#### Excerpt provided

Female inbred A/J mice were obtained from the Jackson Laboratories (Bar Harbor, ME) at six weeks of age and housed under microisolator caps at the UW-Madison Microbial Sciences animal care facility. The inbred A/J mouse strain was used because it is a prototypical susceptible strain of mouse regulated, in part, by the Hc locus on chromosome two (29). Mice were acclimated for one week in this facility prior to being paired with a breeding male. Female mice were infected at various times during pregnancy and after parturition. Pre-partum infections were done at 10–14 days gestation (start of 3rd trimester) or 18–20 days gestation (just prior to whelping). For post-parturition infection experiments, lactating mice were infected three days post-whelping. Mice received food and water ad libitum until five hours prior to an intragastric infection experiment, at which time food was removed from the cage. This was done to minimize the risk of delivering the bacterial inoculum into stomachs engorged with mouse chow, which could lead to aspiration of the inoculum into the lungs. Mice were anesthetized by intraperitoneal injection of sodium pentobarbital (40 mg/kg). When the mice were sedated, the listerial inoculum (106 colony forming units (CFU)) was introduced (in a total volume of 0.1 ml 0.9% NaCl) via a 1.5 in.-long, 24 gauge, stainless steel oral esophageal tube attached to a 1-ml syringe.

Bioluminescence imaging of mammary glands and vaginal secretions

Bioluminescence imaging was performed using an IVIS® 200 Imaging System (Caliper Life Sciences, Hopkinton, MA) as instructed by the manufacturer. Two hours prior to imaging, dams were removed from the pups to allow mammary engorgement. Five minutes prior to imaging, the mice were injected with 10 USP units of oxytocin (Bimeda, Dublin, Ireland) to stimulate milk let down to the gland cistern. Imaging the vaginal secretions of mice experiencing abortion after infection were imaged without prior preparation. All imaged mice were anesthetized with isoflurane and bioluminescence was recorded for one to three minutes at a pixel binning of eight. Blood agar plates were imaged for ten seconds at a pixel binning of eight. Bioluminescence was measured as total photon flux (photons/s/cm2) by the Living Image® software package (Caliper Life Sciences, Hopkinton, MA).

########
#### Extracted records

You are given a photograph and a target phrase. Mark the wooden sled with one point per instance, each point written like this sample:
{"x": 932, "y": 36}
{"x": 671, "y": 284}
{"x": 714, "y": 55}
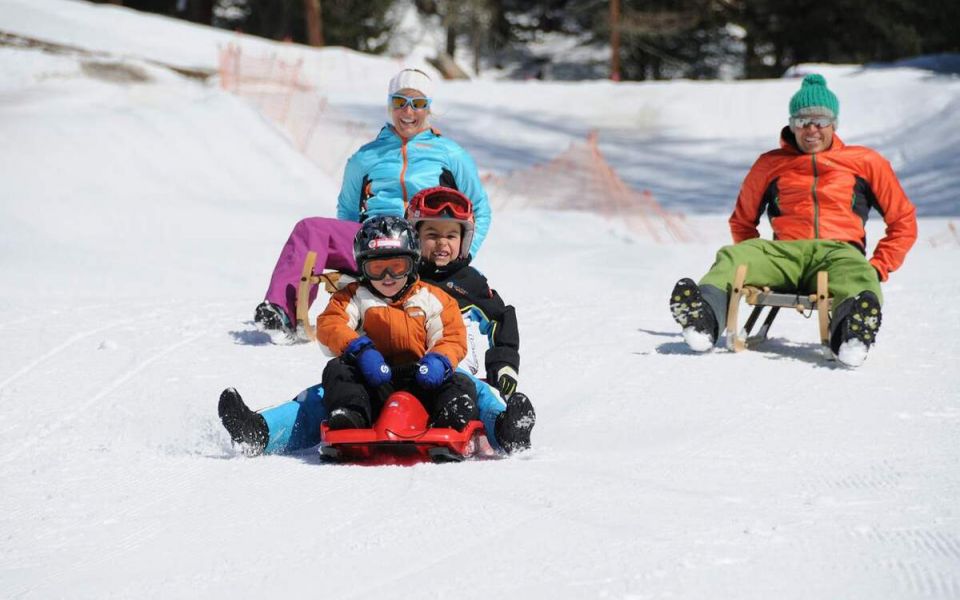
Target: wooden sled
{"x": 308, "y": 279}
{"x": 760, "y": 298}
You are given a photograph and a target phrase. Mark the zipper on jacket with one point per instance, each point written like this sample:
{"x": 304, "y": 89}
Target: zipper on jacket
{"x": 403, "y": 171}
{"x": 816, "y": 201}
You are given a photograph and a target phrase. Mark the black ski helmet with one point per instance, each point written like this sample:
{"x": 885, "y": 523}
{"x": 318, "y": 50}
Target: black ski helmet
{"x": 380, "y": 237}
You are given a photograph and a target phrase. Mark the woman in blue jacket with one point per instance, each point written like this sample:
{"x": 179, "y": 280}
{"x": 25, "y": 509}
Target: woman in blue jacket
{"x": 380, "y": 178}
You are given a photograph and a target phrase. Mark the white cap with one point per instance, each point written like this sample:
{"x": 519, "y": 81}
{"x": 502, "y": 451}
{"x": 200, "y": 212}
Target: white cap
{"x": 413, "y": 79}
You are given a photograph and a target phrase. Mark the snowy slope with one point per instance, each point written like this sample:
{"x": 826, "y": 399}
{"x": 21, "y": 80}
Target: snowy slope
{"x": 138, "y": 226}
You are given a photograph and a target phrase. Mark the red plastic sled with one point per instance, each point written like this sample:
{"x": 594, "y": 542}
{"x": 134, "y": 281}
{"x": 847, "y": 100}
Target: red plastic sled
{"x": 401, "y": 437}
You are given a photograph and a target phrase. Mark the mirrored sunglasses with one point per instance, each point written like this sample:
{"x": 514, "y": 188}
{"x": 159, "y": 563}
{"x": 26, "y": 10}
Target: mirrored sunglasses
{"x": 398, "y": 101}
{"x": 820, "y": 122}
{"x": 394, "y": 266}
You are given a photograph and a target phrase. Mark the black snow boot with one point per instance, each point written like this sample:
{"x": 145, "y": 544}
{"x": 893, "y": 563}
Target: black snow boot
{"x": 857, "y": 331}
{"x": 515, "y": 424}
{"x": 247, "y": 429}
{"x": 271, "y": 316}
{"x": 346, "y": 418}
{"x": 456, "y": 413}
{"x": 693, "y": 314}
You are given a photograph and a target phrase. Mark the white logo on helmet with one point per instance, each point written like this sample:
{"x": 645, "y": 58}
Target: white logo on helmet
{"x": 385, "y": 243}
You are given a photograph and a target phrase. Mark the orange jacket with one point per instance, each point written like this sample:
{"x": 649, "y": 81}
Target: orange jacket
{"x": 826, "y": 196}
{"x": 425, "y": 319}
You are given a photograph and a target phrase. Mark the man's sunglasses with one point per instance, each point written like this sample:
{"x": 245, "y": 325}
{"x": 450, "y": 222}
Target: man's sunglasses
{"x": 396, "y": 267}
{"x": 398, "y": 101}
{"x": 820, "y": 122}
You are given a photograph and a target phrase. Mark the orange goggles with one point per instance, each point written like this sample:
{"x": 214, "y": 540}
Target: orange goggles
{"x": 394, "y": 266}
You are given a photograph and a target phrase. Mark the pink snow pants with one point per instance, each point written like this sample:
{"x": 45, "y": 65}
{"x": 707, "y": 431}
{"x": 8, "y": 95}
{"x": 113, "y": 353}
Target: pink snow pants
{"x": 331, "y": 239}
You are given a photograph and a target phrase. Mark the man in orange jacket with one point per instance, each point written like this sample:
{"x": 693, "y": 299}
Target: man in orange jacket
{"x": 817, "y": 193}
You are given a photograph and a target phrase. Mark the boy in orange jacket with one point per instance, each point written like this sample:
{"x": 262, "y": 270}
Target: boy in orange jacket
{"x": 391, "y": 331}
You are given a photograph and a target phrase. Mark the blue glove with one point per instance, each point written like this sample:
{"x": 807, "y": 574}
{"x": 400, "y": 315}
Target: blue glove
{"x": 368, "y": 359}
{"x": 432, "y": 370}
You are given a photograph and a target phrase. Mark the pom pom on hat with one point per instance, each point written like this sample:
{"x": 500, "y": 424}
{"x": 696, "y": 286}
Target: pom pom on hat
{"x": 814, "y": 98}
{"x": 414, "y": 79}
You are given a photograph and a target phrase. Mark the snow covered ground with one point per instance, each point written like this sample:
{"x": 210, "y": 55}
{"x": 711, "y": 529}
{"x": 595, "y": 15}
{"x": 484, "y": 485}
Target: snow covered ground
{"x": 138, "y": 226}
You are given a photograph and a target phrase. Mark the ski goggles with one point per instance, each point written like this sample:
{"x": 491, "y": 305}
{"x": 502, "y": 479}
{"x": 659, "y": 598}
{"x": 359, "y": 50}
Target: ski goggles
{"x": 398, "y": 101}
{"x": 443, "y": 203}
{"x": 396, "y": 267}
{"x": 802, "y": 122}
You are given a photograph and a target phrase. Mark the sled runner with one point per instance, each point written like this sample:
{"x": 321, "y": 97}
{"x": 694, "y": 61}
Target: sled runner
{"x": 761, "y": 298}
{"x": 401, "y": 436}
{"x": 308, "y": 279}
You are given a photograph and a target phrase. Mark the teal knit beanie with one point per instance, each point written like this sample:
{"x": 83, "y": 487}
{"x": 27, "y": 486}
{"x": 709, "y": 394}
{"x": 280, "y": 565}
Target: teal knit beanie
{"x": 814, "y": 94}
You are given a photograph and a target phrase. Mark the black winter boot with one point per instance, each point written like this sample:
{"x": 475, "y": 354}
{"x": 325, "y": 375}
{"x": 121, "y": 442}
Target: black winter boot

########

**Task instructions**
[A] Reproduce the passage of the mouse methods excerpt that opens with "Bioluminescence imaging was" and closes with "Sciences, Hopkinton, MA).", swapping "dams" for "mothers".
[B] In the mouse methods excerpt, what drug and dose were used to anesthetize mice by intraperitoneal injection before intragastric infection?

**Expected outputs**
[A]
Bioluminescence imaging was performed using an IVIS® 200 Imaging System (Caliper Life Sciences, Hopkinton, MA) as instructed by the manufacturer. Two hours prior to imaging, mothers were removed from the pups to allow mammary engorgement. Five minutes prior to imaging, the mice were injected with 10 USP units of oxytocin (Bimeda, Dublin, Ireland) to stimulate milk let down to the gland cistern. Imaging the vaginal secretions of mice experiencing abortion after infection were imaged without prior preparation. All imaged mice were anesthetized with isoflurane and bioluminescence was recorded for one to three minutes at a pixel binning of eight. Blood agar plates were imaged for ten seconds at a pixel binning of eight. Bioluminescence was measured as total photon flux (photons/s/cm2) by the Living Image® software package (Caliper Life Sciences, Hopkinton, MA).

[B] Sodium pentobarbital at 40 mg/kg.